- Pointing dataset records

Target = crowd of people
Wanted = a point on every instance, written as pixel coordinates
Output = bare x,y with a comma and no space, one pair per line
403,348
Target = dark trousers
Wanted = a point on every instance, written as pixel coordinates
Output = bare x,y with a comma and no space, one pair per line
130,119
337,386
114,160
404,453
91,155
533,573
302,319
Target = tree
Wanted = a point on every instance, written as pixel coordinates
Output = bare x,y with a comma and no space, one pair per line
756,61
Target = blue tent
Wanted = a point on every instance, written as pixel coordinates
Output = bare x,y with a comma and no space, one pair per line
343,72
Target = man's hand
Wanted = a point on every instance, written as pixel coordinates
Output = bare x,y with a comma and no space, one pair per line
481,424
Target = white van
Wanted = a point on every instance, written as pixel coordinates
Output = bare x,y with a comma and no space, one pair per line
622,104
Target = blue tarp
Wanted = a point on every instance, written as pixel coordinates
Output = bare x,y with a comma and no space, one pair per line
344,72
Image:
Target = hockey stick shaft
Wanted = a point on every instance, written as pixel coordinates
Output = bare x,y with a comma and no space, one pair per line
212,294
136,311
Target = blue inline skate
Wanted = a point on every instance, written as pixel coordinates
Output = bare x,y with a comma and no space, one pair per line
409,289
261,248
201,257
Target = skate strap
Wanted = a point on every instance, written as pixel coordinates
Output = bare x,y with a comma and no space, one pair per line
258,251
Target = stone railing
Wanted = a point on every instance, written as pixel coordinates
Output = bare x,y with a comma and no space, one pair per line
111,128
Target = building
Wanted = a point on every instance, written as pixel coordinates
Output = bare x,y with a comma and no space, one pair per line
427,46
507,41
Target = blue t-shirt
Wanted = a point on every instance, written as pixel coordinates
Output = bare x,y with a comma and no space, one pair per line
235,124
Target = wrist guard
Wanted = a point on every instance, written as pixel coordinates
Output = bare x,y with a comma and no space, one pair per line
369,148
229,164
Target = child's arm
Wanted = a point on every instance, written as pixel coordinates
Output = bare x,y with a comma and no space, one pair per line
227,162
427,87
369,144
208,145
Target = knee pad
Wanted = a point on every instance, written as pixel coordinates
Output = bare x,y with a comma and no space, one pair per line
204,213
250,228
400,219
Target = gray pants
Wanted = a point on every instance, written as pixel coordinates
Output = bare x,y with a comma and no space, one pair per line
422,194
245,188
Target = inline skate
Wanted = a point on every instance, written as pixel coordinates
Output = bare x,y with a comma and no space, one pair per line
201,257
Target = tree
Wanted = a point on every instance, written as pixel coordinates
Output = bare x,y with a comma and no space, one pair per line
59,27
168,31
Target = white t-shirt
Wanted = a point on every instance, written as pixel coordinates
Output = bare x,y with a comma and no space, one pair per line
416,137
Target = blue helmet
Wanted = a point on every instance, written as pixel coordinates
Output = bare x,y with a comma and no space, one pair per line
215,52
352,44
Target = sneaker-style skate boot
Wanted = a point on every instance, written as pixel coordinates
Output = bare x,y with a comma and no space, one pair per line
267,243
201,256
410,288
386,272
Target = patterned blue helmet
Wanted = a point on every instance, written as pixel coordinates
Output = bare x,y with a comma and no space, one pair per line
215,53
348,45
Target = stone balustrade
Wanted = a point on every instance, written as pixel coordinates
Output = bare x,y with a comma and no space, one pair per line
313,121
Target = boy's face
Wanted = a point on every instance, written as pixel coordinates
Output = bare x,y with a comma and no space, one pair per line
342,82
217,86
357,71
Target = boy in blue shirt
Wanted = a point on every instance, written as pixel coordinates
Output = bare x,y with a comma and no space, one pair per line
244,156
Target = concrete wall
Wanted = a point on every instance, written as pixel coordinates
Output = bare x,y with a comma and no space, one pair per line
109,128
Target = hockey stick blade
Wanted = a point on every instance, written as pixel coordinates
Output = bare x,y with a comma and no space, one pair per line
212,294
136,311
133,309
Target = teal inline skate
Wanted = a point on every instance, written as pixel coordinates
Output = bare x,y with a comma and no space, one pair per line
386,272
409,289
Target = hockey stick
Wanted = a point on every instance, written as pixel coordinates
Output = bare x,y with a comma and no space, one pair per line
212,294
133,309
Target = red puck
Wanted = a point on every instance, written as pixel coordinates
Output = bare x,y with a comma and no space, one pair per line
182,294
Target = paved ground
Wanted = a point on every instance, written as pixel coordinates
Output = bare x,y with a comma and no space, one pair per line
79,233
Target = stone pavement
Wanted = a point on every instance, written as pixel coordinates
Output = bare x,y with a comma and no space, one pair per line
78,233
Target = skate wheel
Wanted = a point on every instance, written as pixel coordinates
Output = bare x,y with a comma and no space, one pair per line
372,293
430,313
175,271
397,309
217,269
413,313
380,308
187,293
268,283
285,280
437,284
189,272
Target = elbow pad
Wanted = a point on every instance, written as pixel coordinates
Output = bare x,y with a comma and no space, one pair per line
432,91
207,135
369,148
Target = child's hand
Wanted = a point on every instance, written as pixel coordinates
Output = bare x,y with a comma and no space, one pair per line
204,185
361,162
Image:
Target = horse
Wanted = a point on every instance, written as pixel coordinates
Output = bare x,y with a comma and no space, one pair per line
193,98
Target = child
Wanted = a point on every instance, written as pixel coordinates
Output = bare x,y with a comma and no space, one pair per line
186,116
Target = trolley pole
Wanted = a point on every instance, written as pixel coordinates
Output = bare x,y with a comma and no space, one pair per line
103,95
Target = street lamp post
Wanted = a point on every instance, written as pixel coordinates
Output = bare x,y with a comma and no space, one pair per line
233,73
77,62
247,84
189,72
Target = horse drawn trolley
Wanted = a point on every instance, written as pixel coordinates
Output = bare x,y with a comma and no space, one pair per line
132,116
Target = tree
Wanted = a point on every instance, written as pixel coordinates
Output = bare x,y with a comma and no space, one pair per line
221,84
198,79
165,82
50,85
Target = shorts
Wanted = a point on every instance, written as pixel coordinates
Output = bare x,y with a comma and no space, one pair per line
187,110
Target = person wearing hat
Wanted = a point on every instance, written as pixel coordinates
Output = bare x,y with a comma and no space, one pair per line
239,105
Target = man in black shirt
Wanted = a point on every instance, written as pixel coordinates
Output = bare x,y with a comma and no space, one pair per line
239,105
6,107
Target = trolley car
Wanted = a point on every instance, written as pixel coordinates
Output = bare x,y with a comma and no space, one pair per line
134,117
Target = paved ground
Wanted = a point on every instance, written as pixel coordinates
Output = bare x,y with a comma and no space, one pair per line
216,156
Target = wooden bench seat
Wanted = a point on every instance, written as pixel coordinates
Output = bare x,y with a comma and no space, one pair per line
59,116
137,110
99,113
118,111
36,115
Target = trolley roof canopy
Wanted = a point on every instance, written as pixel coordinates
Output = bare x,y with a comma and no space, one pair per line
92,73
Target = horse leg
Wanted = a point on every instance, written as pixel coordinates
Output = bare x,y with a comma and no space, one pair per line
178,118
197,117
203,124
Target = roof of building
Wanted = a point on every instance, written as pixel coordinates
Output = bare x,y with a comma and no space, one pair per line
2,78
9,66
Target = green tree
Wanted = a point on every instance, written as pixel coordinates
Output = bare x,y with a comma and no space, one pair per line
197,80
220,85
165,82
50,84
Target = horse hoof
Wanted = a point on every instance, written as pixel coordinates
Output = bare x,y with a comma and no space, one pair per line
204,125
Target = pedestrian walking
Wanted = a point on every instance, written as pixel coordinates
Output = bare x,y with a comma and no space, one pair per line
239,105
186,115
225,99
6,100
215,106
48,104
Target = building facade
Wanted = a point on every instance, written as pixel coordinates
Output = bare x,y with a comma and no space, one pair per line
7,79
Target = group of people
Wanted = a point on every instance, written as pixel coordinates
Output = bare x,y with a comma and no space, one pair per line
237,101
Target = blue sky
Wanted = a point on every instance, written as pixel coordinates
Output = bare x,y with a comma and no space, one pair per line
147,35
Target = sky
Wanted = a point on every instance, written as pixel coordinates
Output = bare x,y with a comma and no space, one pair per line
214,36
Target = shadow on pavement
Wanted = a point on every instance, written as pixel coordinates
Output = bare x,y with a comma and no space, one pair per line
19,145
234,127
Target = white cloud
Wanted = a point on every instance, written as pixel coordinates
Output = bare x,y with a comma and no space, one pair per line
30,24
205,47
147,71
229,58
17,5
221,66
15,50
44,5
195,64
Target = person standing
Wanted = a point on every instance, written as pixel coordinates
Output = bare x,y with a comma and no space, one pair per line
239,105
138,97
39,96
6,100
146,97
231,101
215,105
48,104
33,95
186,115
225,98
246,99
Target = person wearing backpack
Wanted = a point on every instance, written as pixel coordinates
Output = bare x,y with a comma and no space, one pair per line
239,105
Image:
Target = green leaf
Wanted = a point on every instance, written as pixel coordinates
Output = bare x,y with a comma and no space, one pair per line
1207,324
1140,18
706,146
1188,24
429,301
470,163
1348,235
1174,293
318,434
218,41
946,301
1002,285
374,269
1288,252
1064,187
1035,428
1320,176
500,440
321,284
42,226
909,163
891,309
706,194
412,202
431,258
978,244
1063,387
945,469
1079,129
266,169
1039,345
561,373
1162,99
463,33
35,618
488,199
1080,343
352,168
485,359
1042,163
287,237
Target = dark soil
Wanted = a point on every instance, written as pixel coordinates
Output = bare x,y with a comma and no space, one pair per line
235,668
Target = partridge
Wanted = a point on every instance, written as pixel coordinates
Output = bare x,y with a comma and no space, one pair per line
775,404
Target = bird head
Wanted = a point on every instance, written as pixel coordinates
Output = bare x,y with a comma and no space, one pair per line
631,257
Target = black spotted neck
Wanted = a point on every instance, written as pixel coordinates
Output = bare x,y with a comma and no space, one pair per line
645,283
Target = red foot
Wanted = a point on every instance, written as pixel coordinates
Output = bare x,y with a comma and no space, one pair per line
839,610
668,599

- The task
Starting at the line that contains "Target = dark soil", retype each line through the end of the listing above and nothing else.

- The output
Target = dark soil
Wanted = a point on every instance, written as pixel coordinates
Output = bare x,y with a comma and no space, one pair per line
235,668
Target = partridge
Wanted = a point on every instance, written as pixel coordinates
Output = bare x,y with a comma and no space, one pair per line
775,404
Target = bird head
Wanted = a point on every instance, written as pixel coordinates
Output = bare x,y with a comma and no space, one pair per line
631,257
Target = black spotted neck
Wanted = a point on every instance, written as pixel coordinates
Output = bare x,y with a comma and no space, one pair per line
645,283
Target = red foot
Wanted = a point on every instance, written as pixel coordinates
Output = bare x,y with a comma and no space, one pair per line
839,610
668,599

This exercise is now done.